Coordinate annotation entries:
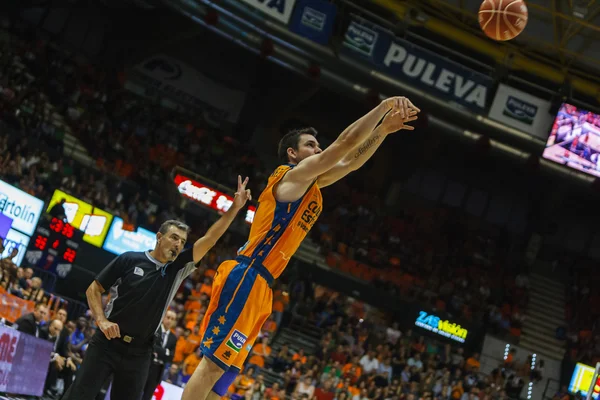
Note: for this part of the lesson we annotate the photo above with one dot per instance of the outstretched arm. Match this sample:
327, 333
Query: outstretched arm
214, 233
298, 179
359, 155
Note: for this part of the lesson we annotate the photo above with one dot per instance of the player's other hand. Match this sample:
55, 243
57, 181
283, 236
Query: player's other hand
401, 107
110, 329
242, 195
395, 121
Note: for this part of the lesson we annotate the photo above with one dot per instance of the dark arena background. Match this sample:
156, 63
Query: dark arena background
459, 263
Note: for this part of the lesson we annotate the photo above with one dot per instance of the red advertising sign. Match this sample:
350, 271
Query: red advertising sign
24, 362
208, 196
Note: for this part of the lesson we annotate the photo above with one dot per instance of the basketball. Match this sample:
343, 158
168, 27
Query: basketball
503, 19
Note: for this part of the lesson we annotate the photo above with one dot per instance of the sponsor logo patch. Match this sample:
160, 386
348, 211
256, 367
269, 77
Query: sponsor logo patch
236, 341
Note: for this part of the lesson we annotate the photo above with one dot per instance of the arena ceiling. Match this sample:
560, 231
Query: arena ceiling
563, 33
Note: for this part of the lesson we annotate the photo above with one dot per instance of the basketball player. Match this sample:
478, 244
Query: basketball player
288, 207
141, 285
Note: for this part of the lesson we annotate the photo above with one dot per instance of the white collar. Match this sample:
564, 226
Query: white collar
154, 260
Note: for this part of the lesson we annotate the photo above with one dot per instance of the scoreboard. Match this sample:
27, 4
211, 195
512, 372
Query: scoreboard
54, 246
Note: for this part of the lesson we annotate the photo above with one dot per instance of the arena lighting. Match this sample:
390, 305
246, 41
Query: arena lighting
580, 8
314, 71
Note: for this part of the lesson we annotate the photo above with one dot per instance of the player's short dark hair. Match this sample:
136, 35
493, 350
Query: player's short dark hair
164, 228
291, 139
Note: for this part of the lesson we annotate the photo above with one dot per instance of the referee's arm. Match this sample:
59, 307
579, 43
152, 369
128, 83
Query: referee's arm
106, 278
214, 233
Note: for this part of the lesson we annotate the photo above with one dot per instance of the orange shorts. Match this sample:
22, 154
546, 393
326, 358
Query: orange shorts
240, 304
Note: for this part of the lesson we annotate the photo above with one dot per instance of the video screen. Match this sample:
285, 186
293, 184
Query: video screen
575, 140
85, 217
582, 380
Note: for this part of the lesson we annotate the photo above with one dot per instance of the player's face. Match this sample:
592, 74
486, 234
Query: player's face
307, 146
170, 244
169, 319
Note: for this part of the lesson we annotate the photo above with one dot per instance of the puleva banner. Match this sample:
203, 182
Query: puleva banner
417, 66
281, 10
522, 111
186, 85
313, 19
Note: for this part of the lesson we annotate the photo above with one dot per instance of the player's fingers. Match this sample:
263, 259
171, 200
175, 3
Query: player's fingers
413, 106
401, 109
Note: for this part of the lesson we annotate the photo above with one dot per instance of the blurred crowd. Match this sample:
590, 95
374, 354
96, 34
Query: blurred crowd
582, 312
71, 335
361, 355
435, 256
441, 257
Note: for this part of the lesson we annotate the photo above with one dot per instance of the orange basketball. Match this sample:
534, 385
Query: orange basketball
503, 19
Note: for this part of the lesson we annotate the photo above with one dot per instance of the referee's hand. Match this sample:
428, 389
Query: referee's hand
110, 329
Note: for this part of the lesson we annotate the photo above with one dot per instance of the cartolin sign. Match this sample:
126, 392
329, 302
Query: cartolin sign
445, 328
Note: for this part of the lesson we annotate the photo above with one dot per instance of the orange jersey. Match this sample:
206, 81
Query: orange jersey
279, 228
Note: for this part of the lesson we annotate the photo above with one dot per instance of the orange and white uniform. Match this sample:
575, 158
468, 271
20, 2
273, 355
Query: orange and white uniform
241, 295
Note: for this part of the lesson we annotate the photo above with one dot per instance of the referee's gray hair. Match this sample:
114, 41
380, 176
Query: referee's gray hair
164, 228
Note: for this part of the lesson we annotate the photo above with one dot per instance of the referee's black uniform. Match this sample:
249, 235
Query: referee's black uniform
141, 289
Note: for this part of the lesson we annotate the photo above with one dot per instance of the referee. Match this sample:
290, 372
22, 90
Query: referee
142, 285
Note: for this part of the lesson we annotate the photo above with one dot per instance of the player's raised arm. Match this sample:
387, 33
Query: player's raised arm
312, 167
214, 233
358, 156
312, 163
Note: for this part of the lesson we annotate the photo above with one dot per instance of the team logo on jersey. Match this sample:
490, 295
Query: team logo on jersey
236, 341
227, 355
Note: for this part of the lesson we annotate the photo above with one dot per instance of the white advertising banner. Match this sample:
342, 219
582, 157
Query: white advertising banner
186, 85
281, 10
522, 111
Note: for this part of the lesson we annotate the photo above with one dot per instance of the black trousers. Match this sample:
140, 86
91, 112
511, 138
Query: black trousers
154, 378
127, 362
53, 374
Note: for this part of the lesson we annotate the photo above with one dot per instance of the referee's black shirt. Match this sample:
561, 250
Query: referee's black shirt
141, 289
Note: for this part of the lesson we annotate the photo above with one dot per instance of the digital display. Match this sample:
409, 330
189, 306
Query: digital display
54, 246
85, 217
209, 197
581, 380
575, 140
435, 324
24, 209
15, 239
119, 240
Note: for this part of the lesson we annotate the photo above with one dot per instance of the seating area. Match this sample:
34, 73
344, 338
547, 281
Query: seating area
438, 256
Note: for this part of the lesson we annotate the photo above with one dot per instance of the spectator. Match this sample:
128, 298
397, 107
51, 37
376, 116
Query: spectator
305, 387
30, 323
369, 363
61, 364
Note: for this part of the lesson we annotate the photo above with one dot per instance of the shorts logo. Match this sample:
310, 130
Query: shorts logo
236, 341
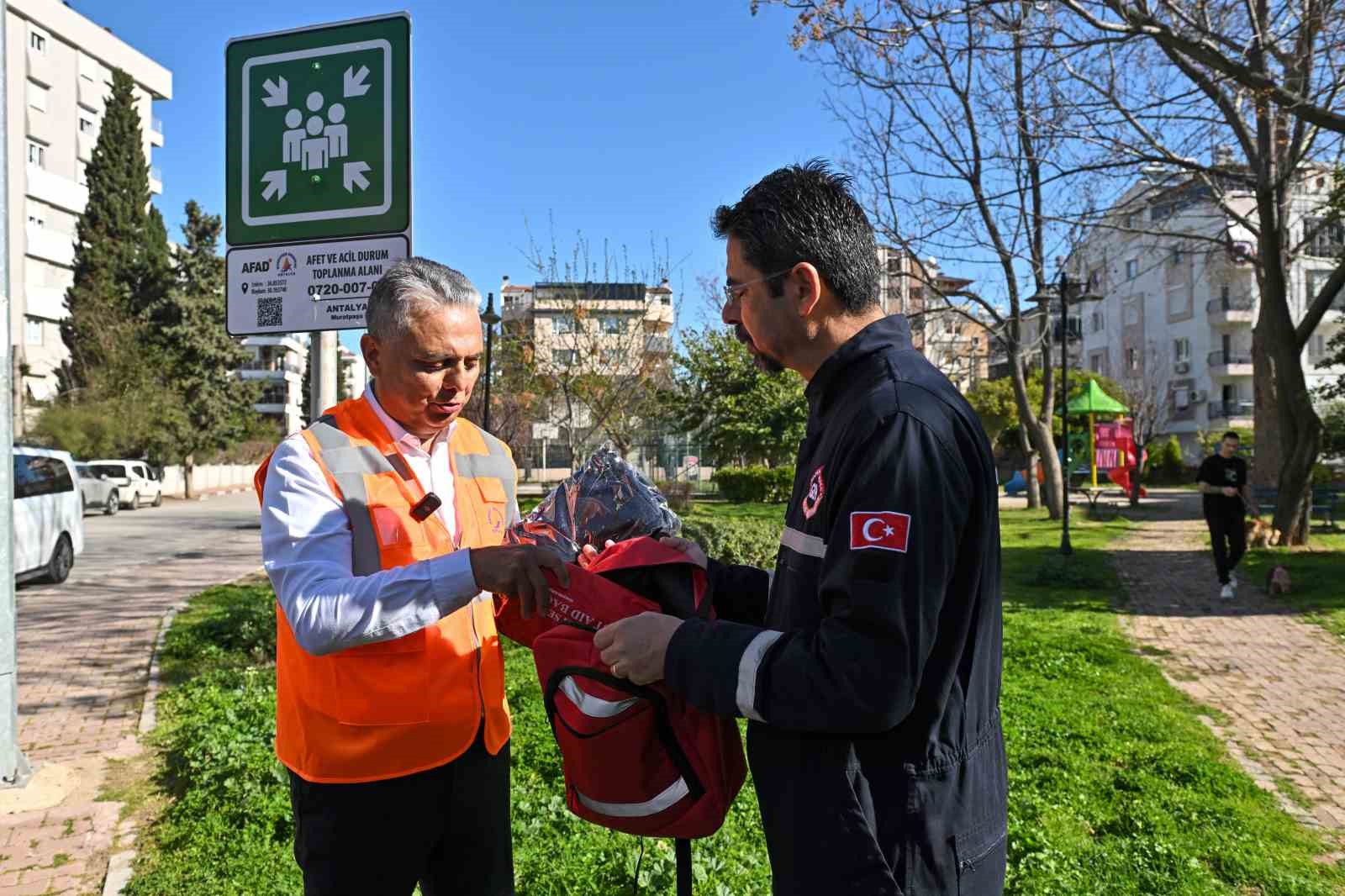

REQUIRED TASK =
Extract each line from the rows above that contains the string "background".

COMPLETE RESPONSE =
Note: for this part of the lesson we annotate the photo above with one dot per instance of the dark arena background. Match this sample:
Query: dark arena background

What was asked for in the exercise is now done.